- [Fragmento del texto]:
++++++++++++++++++++

Y los personajes descritos por Blake, representantes del linaje real, los poderes ejecutivo, eclesiástico, militar, se encuentran en el imagiario palacio del Louvre petrificados de miedo ante el cataclismo de la Revolución Francesa de 1789 contra el Antiguo Régimen.
Un verso lo dice todo, cuando expresa que « El rey, envuelto en púrpura y fruncido el regio entrecejo, yacerá junto al oscuro labriego y los gusanos de ambos fraternizarán ».
Se me ocurrió entonces brincar e ir a la Basílica de Saint Denis, donde están sepultados todos los reyes de Francia, cuyos cadáveres fueron desenterrados por la turba y después, durante la Restauración recuperados poco a poco y vueltos a enterrar en esta antigua Catedral situada al norte de París.
En este templo Juana de Arco entregó sus armas en el siglo XV antes de ser supliciada bajo fuego y fue erigido en homenaje a Saint Denis, predicador cristiano que según la leyenda fue decapitado por los romanos en el siglo III y caminó solo llevando su cabeza en sus propias manos hasta el sitio final.
Nunca había venido a este lugar aunque a lo largo de las décadas la tuve a mano, ya que solo basta tomar el metro para llegar hasta sus puertas. La Catedral de Saint Denis sería el equivalente de Westminster, donde están sepultados los monarcas británicos aún no derrocados en tierra de Blake y Byron.
Pero Westminster pervive todavía en un país de monarcas y la Basílica de Saint Denis sobrevive apenas con sus muertos y criptas húmedas y musgosas en los suburbios republicanos de la inmigración y la pobreza, 230 años después la Revolución Francesa.

++++++++++++++++++++

- [Registros de origen]:
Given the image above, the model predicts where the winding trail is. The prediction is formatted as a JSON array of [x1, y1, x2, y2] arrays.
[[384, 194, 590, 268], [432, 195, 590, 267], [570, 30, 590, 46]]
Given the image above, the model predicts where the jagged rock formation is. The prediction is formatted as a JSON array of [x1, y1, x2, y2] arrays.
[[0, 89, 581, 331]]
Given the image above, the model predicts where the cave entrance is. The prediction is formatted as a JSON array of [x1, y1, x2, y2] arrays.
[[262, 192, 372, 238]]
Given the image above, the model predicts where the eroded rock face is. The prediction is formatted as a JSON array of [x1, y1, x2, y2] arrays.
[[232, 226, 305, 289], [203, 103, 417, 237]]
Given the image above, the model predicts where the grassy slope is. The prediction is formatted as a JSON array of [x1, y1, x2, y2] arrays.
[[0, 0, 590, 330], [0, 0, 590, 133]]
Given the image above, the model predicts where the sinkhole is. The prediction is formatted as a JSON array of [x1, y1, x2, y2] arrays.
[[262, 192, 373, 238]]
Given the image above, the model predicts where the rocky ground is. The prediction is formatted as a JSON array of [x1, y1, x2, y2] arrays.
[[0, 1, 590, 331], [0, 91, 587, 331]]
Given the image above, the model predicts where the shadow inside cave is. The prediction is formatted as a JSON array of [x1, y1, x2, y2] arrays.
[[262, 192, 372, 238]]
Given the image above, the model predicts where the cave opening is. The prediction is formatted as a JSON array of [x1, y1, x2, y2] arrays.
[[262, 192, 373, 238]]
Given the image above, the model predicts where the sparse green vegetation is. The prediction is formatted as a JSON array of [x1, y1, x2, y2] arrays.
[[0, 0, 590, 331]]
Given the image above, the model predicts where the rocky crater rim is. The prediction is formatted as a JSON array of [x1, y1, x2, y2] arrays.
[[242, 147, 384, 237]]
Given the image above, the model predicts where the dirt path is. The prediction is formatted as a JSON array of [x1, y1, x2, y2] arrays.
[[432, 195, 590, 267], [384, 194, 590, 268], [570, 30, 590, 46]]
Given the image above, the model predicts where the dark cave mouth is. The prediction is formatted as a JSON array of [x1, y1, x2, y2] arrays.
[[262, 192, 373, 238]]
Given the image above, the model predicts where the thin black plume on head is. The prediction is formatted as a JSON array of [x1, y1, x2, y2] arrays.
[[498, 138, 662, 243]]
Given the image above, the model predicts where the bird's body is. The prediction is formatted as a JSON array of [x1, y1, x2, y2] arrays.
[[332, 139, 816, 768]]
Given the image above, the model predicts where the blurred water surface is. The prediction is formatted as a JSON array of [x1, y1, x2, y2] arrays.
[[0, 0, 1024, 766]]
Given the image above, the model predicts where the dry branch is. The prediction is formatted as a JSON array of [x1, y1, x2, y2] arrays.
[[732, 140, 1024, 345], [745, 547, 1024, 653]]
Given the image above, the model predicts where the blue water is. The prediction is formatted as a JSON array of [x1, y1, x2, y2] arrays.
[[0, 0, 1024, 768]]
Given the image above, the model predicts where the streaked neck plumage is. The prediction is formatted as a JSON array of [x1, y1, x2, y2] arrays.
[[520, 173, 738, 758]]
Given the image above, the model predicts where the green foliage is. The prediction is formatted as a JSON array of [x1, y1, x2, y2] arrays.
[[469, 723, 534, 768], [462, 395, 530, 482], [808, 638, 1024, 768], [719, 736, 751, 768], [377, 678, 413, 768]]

++++++++++++++++++++

- [Qué harás]:
1. Contesta estas preguntas sobre el texto de la Basílica de Saint Denis:
(a) ¿Qué entregó Juana de Arco en ese templo y en qué siglo?
(b) ¿Con qué lugar británico se compara la Catedral de Saint Denis?
(c) ¿Qué basta tomar para llegar hasta sus puertas?
2. Duplica sin cambios el tramo del texto de la Basílica de Saint Denis que va desde "Y los personajes" hasta "norte de París.".

- [Respuestas por tarea]:
1.
(a) Sus armas, en el siglo XV.
(b) Con Westminster.
(c) El metro.

2.
Y los personajes descritos por Blake, representantes del linaje real, los poderes ejecutivo, eclesiástico, militar, se encuentran en el imagiario palacio del Louvre petrificados de miedo ante el cataclismo de la Revolución Francesa de 1789 contra el Antiguo Régimen.
Un verso lo dice todo, cuando expresa que « El rey, envuelto en púrpura y fruncido el regio entrecejo, yacerá junto al oscuro labriego y los gusanos de ambos fraternizarán ».
Se me ocurrió entonces brincar e ir a la Basílica de Saint Denis, donde están sepultados todos los reyes de Francia, cuyos cadáveres fueron desenterrados por la turba y después, durante la Restauración recuperados poco a poco y vueltos a enterrar en esta antigua Catedral situada al norte de París.